───── Dataset content

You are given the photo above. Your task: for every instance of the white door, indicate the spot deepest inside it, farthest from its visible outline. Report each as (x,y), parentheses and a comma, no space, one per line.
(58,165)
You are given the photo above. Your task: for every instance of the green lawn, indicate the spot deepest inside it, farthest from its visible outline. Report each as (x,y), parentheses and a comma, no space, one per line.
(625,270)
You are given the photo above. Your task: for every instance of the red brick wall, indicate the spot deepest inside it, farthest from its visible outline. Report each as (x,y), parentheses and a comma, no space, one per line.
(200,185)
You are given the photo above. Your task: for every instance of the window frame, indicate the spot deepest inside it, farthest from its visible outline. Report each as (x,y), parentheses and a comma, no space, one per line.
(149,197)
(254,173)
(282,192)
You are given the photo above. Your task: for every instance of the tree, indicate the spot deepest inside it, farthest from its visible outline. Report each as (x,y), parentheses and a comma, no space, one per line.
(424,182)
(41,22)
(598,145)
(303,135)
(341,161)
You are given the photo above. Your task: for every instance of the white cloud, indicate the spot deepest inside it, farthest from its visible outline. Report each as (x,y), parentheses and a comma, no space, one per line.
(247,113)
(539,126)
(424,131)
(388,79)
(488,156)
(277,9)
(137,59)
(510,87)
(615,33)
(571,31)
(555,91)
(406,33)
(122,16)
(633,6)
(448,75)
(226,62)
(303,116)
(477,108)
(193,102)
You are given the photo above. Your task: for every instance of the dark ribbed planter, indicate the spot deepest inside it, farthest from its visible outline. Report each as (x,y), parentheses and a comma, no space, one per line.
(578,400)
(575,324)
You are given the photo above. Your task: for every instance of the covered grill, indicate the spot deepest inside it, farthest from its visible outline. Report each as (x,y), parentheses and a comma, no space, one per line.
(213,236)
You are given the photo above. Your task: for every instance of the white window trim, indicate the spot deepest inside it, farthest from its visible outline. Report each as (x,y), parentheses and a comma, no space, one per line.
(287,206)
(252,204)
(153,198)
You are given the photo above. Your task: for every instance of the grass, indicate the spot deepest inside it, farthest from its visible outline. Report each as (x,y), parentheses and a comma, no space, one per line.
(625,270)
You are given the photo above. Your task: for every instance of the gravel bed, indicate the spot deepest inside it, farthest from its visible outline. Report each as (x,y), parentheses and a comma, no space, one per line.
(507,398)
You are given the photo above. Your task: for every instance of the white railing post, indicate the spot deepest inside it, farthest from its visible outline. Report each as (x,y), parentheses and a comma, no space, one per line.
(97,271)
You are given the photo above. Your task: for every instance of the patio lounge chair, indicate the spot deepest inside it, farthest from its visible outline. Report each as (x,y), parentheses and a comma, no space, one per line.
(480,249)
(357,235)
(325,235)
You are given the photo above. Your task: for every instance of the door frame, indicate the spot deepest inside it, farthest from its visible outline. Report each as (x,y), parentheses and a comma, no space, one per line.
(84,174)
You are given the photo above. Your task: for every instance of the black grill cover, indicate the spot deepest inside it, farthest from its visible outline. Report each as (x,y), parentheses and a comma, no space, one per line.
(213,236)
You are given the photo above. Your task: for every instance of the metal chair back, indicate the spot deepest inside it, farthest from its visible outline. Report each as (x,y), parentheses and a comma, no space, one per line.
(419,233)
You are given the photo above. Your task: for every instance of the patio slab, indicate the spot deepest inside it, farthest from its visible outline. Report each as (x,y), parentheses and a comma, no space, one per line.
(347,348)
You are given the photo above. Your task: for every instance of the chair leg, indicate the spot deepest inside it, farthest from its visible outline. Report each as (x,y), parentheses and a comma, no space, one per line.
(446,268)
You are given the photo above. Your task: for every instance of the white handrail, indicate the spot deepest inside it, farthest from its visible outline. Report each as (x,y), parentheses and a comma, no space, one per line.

──────────

▸ Exercise brief: Copy out the whole listing, word for word.

▸ Solved problem:
You are given the photo above. Your task: for every instance of the white door, indicate the spot deepest inside it, farthest from its visible outline. Report each as (x,y), parentheses and a comma, no space, one per line.
(58,165)
You are given the photo above. Your task: for every instance of the green lawn, indicate the spot deepest inside it, farthest from its visible outline. Report each as (x,y), parentheses and a comma, no space, one per line.
(625,270)
You are given the photo above. Your task: for every instance of the red brick wall, indicate the spot deepest inside it, farthest from its visible outline. Report each as (x,y), parentheses and a comma, no space, one per line.
(200,185)
You are given the photo above. Your task: for every instance of the window frame, indicate the spot deepest inside it, farthest from its visible outline. Report each as (x,y), parentheses and a comma, no space, one per line.
(149,197)
(254,173)
(282,192)
You are given the photo above. Your task: for every instance of the tree, indicate the spot deepest inside it, farthest from its visible outline. Report each as (x,y), parentheses and a comma, no space, one per line.
(424,182)
(41,22)
(598,145)
(303,135)
(341,161)
You are given the photo above. Your task: for every instance of the white cloud, indicate the spot deepest inside it, farthest from its visible outline. Report each as (x,y), parentheses and a comma, no space, one per line.
(247,113)
(539,126)
(424,131)
(388,79)
(488,156)
(277,9)
(137,59)
(510,87)
(615,33)
(571,31)
(555,91)
(406,33)
(122,16)
(633,6)
(448,75)
(226,62)
(303,116)
(477,108)
(193,102)
You are given the photo above. Your task: for every instance of the dark ribbed planter, indicate the spot deepest inside it, farthest from its visible outline. Report each as (x,y), parentheses and a comma, no space, one per line.
(578,400)
(575,324)
You are given the photo above. Your task: for every instance of the covered grill, indicate the spot deepest inside it, farthest from its visible outline. Report each as (x,y), parentheses and a comma, no space, one per line.
(213,236)
You are given the photo above. Your task: for every instance of the white window trim, indicate the spot deepest inside it, farthest from its visible outline. Report each as (x,y), parentheses and a comma, no space, one per line.
(287,206)
(252,204)
(153,198)
You are given the photo above. Your task: for every instance of the grass, indicate the spot deepest inside it, farthest from its visible outline. Report each as (x,y), parentheses and a comma, no space, one per line.
(625,270)
You are given the photo above. Your task: for every instance of the gravel bed, indicate the spot deepest inside it, farthest from its visible outline. Report each as (x,y), parentheses and a comma, no space, one per line.
(507,398)
You are given the photo above. Your task: for every instance of the white railing post, indicate the spot deepest inside it, farthest from its visible outline. Report each as (x,y), parentheses and a comma, no space, one per line.
(97,271)
You are given the photo above. Your task: for every instance of the patio lounge chair, indicate the spot deepest inside it, farthest from its visible outline. Report each as (x,y), parentheses and a comma, no space, one per line.
(480,249)
(357,235)
(325,235)
You are given the photo above. Your task: for every instance of the door frame, indicate the spot deepest inside it, farthest from its visible outline. Report each as (x,y), parentheses and a comma, no space, one per line.
(84,174)
You are given the photo above. Your task: for every instance of the black grill cover, indicate the spot deepest inside it, farthest from its visible outline. Report each as (x,y), parentheses and a comma, no space, one per line.
(213,236)
You are given the photo above. Your task: for every instance of the metal chair back, indicate the spot deepest inside it, farthest from its visible outline. Report each as (x,y), parentheses and a comma, no space, one per line.
(419,233)
You are given the photo above. Your task: for every instance of the patio slab, indicate the spot deepest inside it, farthest from its visible outline. Report each as (x,y), parentheses and a comma, no space, one per line.
(347,348)
You are given the photo above. Your task: for every instance of the chair leg, indicate the spot deepest inside it, farthest from its visible outline. Report each as (x,y), parentheses and a comma, no space, one per line.
(446,268)
You are given the photo above. Your task: for every instance of the white handrail, indicate the spot deepest inside it, farthest from its visible outline. Report each as (x,y), parentheses and a comma, no space, one per line.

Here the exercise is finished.